(Region pointing data)
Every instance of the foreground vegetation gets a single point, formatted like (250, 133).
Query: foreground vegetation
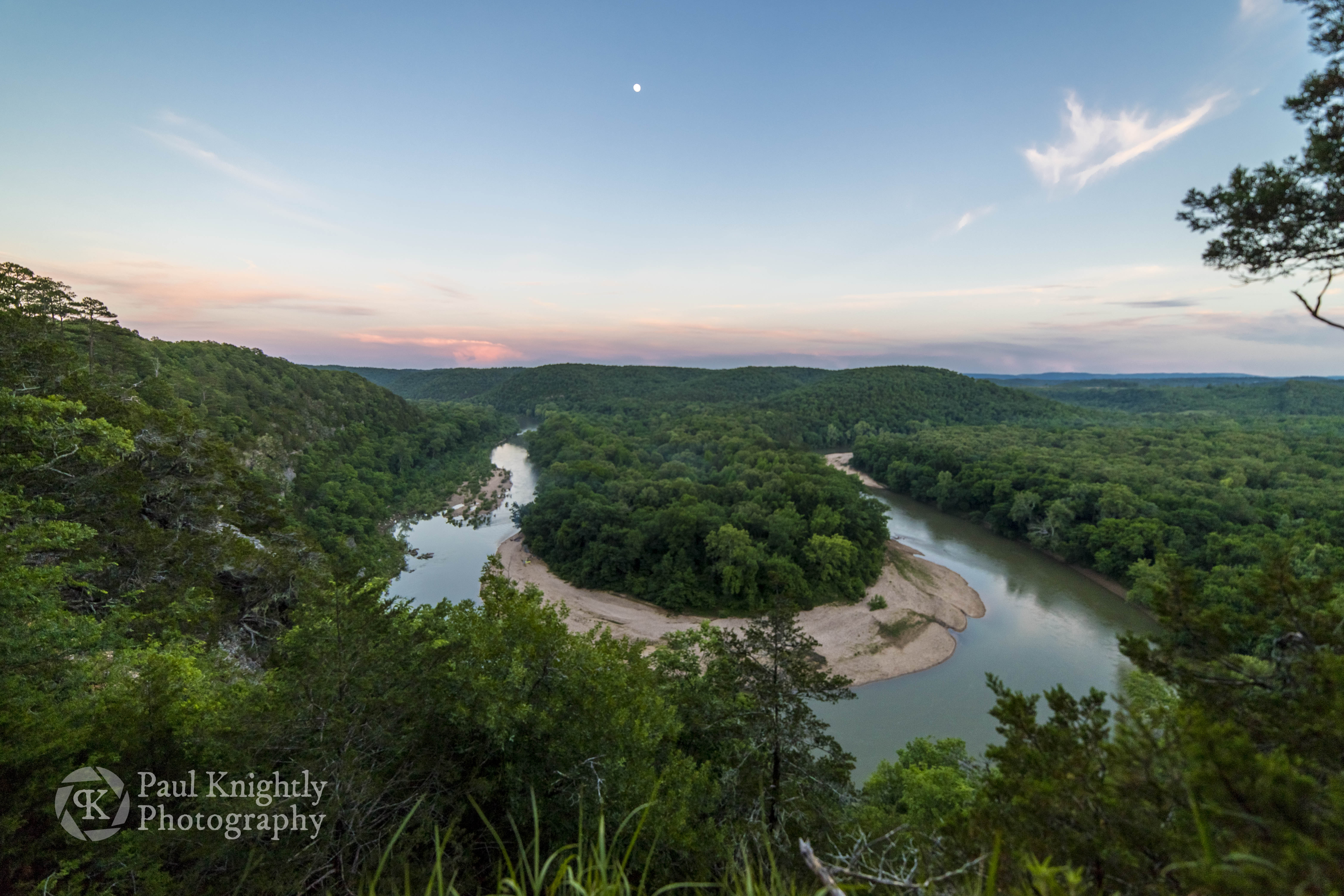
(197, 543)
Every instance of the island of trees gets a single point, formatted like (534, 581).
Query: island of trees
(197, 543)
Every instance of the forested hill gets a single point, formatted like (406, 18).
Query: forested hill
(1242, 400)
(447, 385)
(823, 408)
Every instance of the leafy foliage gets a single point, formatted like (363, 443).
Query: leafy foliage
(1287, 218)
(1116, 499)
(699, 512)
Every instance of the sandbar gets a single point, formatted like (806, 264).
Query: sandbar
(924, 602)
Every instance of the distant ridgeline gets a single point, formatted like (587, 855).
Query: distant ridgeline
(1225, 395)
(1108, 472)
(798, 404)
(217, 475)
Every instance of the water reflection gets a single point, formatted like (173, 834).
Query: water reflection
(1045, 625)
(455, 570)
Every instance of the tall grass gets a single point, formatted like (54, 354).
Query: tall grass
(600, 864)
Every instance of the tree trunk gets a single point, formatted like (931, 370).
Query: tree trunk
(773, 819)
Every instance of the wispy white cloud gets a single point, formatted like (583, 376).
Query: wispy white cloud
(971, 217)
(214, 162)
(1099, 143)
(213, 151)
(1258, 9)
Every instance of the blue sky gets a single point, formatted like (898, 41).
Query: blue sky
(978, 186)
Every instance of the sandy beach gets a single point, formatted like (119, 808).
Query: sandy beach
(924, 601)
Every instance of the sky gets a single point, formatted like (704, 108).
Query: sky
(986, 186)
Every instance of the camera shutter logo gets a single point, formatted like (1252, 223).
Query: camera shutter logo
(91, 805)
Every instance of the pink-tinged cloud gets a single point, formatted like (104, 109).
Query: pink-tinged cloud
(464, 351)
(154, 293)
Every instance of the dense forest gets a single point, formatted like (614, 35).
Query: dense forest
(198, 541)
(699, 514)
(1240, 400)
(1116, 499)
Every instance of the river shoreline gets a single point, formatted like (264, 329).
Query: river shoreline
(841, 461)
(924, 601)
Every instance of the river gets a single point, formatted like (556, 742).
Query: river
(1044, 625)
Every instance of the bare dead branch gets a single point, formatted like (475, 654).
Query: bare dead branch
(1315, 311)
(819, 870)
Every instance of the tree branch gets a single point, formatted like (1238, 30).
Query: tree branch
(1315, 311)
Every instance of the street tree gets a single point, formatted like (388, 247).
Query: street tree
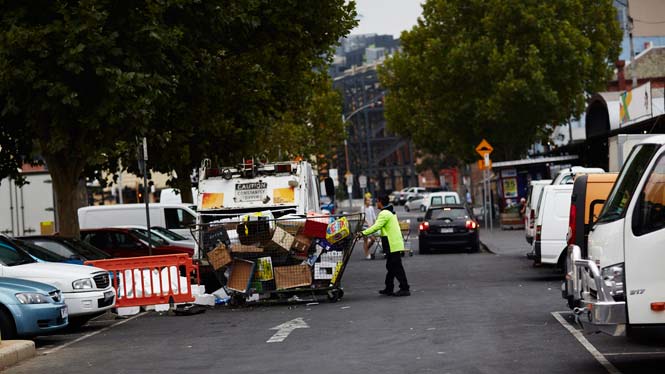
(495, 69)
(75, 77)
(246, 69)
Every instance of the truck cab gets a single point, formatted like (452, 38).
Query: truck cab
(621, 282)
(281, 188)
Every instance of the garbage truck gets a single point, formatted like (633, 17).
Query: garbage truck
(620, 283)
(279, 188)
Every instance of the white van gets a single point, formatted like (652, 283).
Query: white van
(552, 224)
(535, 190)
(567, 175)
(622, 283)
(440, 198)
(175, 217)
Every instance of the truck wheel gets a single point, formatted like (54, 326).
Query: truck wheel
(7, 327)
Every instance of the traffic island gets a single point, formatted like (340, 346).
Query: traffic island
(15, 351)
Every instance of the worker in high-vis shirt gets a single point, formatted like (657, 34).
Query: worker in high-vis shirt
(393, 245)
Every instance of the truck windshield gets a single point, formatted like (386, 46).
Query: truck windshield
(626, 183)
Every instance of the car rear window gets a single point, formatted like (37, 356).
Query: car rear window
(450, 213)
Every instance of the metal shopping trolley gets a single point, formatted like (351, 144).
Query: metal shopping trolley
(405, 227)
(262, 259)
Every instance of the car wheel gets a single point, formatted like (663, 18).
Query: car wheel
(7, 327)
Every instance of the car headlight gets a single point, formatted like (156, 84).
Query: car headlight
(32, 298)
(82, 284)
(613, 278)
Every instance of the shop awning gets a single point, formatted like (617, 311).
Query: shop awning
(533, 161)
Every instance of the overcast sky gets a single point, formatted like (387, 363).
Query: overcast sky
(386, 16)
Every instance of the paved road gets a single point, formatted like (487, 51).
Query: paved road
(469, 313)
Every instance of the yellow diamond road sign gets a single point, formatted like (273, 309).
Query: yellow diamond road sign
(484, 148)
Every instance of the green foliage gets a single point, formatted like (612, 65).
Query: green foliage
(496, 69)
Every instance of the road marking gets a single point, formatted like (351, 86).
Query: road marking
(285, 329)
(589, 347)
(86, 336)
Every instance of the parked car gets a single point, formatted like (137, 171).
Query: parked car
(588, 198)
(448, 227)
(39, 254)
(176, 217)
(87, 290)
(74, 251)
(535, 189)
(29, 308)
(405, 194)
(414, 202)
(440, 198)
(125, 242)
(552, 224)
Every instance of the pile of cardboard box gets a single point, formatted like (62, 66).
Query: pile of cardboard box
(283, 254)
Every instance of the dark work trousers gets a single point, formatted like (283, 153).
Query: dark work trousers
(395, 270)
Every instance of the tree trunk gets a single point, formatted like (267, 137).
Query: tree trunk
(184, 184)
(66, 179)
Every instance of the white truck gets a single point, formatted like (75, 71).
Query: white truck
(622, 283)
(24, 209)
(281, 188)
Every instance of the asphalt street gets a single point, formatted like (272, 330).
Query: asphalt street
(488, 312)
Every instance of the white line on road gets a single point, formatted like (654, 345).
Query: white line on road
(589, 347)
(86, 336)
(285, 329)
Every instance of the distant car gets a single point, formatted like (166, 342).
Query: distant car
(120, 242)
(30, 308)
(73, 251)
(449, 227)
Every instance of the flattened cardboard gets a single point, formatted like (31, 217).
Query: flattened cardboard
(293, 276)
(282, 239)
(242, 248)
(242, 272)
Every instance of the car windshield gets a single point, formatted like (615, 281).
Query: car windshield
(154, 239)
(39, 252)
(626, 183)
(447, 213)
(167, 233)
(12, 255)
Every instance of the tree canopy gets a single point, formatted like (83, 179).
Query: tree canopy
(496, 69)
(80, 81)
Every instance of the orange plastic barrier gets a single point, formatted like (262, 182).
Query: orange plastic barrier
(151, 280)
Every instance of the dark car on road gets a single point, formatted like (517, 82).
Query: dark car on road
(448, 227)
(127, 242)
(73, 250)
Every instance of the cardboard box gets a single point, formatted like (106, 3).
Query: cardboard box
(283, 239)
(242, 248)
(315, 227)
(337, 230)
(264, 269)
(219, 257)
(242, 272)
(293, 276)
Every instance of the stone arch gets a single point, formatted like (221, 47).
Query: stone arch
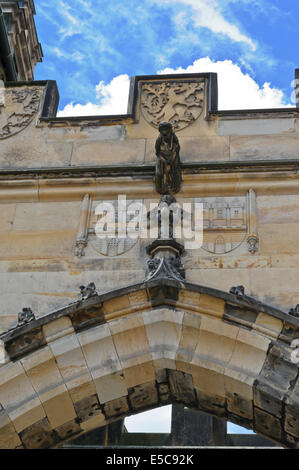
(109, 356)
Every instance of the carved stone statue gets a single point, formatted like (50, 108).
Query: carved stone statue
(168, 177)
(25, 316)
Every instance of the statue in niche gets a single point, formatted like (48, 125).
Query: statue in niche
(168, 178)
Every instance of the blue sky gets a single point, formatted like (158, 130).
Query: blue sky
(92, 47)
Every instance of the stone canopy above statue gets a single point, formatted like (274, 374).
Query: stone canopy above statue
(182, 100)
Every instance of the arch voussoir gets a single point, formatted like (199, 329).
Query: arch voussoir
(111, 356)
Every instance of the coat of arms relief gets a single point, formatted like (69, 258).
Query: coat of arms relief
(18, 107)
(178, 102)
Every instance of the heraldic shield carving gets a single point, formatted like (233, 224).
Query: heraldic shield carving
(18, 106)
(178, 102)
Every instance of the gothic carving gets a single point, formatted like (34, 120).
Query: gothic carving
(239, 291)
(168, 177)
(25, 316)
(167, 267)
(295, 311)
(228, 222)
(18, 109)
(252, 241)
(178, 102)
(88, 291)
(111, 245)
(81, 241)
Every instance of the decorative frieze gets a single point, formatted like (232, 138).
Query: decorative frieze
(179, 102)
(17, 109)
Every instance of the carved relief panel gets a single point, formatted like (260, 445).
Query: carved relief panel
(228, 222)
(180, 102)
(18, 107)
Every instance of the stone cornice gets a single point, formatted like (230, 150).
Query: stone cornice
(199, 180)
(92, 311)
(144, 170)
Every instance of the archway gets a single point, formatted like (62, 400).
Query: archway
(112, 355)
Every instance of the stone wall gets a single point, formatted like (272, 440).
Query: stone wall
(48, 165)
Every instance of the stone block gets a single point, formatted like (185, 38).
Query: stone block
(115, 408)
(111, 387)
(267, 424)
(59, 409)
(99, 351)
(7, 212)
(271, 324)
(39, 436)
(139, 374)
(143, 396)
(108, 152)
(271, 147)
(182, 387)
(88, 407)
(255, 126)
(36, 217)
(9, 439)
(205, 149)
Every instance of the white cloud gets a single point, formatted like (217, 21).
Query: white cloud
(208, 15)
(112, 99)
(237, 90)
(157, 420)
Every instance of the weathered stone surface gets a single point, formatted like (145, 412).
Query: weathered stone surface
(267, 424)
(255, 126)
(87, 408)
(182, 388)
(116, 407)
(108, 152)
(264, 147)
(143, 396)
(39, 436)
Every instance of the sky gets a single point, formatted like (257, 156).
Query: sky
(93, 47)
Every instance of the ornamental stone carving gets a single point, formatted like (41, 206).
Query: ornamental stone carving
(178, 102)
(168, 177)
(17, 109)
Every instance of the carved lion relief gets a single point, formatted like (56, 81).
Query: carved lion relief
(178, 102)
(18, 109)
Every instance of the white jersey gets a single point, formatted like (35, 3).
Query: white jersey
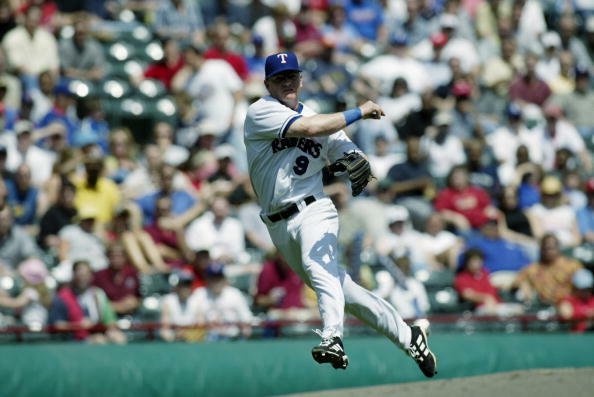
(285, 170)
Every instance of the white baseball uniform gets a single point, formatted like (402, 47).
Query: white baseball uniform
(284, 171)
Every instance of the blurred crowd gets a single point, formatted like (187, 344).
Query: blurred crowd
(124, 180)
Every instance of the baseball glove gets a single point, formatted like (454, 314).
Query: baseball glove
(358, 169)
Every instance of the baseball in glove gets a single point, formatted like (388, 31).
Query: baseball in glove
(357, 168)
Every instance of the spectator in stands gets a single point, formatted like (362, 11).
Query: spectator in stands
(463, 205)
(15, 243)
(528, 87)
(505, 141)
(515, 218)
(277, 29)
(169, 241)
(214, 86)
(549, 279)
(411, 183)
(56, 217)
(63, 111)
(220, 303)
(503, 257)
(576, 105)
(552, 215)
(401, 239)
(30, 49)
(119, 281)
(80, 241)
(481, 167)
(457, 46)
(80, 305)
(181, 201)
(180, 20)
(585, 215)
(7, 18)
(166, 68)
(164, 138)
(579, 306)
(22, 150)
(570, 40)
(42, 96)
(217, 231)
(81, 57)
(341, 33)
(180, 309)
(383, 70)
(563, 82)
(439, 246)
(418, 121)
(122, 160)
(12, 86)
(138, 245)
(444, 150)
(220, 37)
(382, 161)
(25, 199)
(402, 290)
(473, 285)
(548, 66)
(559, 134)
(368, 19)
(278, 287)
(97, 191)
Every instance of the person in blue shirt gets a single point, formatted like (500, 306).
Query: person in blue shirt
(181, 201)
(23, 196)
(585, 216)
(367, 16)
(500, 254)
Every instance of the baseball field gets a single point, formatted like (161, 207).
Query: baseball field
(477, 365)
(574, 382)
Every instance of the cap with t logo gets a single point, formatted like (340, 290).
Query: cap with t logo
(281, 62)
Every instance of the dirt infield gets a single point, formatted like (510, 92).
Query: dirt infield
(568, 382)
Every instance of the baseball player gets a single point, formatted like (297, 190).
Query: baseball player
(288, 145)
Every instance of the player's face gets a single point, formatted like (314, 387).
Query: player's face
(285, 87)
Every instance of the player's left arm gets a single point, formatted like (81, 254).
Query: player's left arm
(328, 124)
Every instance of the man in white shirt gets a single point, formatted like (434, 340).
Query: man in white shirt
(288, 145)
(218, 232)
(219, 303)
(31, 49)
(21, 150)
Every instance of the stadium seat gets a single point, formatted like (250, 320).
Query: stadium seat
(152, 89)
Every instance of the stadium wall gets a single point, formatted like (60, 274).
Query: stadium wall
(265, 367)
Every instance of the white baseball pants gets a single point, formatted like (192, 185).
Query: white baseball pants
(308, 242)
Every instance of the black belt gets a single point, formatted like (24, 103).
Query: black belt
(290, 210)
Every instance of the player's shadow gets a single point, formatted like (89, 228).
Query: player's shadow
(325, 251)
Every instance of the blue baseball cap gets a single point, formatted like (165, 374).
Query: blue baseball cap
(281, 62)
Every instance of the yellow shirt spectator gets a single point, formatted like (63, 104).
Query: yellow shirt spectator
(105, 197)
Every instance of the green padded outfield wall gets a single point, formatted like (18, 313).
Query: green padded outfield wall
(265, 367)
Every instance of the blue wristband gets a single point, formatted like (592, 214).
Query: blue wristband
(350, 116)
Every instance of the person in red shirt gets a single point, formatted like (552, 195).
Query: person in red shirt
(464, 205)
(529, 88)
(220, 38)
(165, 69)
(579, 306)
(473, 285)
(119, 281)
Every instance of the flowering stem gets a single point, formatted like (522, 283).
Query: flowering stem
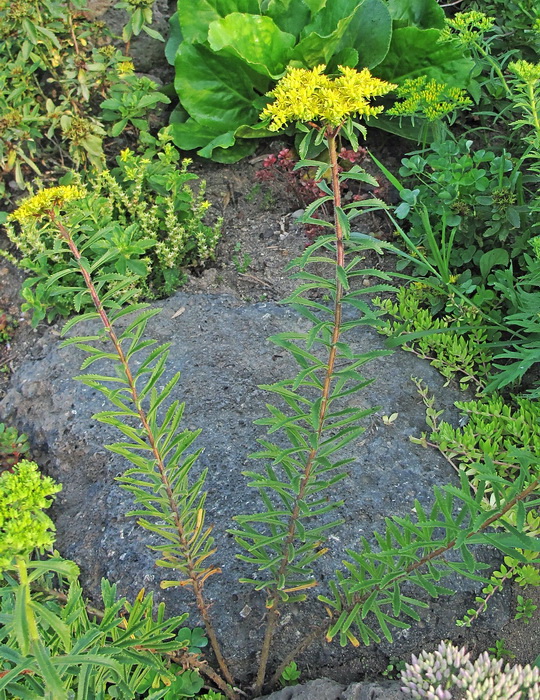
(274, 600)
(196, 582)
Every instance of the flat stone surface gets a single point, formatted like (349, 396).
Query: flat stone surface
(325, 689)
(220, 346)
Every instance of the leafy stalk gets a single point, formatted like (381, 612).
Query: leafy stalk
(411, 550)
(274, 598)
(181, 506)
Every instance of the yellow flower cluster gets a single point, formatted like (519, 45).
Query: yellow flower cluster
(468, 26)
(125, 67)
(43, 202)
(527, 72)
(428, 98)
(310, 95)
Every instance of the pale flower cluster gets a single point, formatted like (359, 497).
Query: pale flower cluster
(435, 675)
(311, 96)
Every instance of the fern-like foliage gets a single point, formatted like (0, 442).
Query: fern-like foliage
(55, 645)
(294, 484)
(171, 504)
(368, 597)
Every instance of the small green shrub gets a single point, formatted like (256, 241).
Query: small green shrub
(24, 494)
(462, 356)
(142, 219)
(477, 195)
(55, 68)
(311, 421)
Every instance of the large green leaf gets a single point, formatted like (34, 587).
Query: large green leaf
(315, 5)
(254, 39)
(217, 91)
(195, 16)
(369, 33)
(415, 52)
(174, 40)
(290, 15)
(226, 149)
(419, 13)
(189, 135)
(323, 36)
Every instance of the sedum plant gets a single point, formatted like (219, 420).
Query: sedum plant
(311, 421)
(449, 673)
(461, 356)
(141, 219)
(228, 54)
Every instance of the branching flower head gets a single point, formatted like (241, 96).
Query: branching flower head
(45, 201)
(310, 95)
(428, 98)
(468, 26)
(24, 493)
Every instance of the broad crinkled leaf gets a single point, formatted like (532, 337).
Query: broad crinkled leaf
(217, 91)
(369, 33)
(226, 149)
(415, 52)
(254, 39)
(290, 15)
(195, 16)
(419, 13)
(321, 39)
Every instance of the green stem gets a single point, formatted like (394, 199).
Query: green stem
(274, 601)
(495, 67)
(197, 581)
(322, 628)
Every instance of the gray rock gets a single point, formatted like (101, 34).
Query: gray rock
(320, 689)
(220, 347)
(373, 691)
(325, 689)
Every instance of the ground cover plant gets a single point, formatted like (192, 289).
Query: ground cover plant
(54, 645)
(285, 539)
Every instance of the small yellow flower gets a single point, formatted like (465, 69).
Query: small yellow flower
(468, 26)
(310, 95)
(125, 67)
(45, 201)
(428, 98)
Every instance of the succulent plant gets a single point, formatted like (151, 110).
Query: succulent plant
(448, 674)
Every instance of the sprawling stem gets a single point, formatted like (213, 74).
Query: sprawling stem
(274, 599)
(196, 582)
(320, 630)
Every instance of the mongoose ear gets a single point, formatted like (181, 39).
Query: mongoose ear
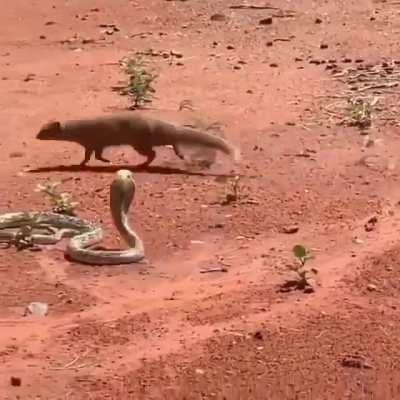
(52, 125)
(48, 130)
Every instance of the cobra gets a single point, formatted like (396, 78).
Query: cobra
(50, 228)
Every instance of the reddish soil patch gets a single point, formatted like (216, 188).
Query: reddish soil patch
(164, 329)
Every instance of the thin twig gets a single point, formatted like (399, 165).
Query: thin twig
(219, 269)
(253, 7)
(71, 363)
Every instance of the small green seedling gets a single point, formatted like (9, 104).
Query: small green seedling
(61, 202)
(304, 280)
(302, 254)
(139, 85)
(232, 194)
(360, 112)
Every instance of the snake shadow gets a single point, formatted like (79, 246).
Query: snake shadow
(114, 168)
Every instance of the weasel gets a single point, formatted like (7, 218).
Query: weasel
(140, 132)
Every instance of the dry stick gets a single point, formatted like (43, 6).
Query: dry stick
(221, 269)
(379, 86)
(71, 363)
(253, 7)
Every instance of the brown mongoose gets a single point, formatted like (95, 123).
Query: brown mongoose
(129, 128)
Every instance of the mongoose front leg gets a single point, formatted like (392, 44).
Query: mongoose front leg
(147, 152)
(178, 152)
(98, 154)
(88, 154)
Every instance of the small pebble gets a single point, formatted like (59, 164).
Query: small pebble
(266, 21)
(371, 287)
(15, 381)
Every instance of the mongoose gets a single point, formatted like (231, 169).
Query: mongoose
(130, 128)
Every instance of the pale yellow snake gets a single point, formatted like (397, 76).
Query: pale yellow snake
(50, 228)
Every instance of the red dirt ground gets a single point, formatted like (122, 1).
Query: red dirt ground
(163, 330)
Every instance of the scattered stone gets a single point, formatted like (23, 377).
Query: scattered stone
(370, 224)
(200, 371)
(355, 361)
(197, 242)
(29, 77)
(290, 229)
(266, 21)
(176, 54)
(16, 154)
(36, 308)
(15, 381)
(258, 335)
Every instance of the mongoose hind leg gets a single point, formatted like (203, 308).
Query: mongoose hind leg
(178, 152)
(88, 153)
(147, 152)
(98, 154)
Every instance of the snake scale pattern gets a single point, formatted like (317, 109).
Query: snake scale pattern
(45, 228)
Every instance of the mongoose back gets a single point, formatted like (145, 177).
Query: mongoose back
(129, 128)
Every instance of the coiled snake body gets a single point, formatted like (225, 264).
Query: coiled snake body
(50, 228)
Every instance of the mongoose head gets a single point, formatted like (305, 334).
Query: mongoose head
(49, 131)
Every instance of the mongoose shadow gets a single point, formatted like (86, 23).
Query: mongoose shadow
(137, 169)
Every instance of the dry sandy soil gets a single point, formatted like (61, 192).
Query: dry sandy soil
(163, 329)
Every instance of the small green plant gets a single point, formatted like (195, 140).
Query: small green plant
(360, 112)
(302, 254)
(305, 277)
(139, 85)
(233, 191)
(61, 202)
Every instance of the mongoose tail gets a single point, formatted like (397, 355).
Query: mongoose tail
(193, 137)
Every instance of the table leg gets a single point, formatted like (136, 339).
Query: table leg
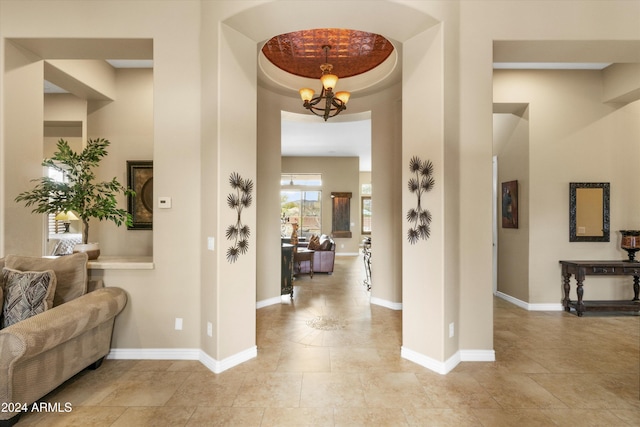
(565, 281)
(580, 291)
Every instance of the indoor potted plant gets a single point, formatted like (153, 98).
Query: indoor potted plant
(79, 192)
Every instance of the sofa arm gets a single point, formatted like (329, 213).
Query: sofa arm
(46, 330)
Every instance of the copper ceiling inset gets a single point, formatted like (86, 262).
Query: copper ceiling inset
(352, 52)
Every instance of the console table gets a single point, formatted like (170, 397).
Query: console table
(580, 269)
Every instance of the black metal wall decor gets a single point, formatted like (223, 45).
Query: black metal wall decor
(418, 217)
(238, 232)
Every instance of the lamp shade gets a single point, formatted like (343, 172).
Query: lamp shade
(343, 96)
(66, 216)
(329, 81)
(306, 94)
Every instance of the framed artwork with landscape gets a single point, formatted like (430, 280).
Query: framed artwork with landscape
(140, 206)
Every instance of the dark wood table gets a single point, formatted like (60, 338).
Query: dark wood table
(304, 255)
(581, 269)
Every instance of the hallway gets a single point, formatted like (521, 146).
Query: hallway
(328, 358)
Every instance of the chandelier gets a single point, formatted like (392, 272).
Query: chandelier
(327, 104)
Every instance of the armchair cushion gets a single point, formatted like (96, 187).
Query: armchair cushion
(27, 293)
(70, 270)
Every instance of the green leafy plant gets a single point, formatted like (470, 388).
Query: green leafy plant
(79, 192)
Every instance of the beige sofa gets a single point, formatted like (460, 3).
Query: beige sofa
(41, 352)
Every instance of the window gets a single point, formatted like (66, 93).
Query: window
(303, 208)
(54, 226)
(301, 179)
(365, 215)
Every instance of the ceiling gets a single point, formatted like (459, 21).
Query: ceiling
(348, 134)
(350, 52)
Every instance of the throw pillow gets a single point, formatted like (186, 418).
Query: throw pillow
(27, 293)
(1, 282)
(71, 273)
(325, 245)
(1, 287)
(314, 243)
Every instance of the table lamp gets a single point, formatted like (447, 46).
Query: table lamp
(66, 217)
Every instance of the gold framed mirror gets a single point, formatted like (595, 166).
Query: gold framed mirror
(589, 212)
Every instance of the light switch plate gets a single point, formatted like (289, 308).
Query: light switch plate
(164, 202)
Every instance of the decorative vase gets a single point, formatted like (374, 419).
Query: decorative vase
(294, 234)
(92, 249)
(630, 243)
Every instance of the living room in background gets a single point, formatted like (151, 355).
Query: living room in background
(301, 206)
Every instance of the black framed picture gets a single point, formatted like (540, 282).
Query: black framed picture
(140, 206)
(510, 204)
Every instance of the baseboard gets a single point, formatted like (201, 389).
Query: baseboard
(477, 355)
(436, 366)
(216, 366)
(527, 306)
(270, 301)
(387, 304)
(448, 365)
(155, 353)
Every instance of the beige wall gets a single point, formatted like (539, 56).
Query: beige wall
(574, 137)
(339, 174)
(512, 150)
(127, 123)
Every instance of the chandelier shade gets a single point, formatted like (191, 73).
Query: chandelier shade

* _Work task_:
Starting at the line above with "Every instance of the mongoose tail", output every line exactly up to and including the line with "Every instance of the indoor", but none of the pictures.

* _Answer_:
Every instance of the mongoose tail gets a single point, formatted like (397, 355).
Query: mongoose tail
(193, 137)
Every instance of the table leg gets a single point, formatted like (136, 339).
Query: table leg
(565, 281)
(580, 291)
Every instance of the indoor potted plant gets a single point, formatted like (153, 98).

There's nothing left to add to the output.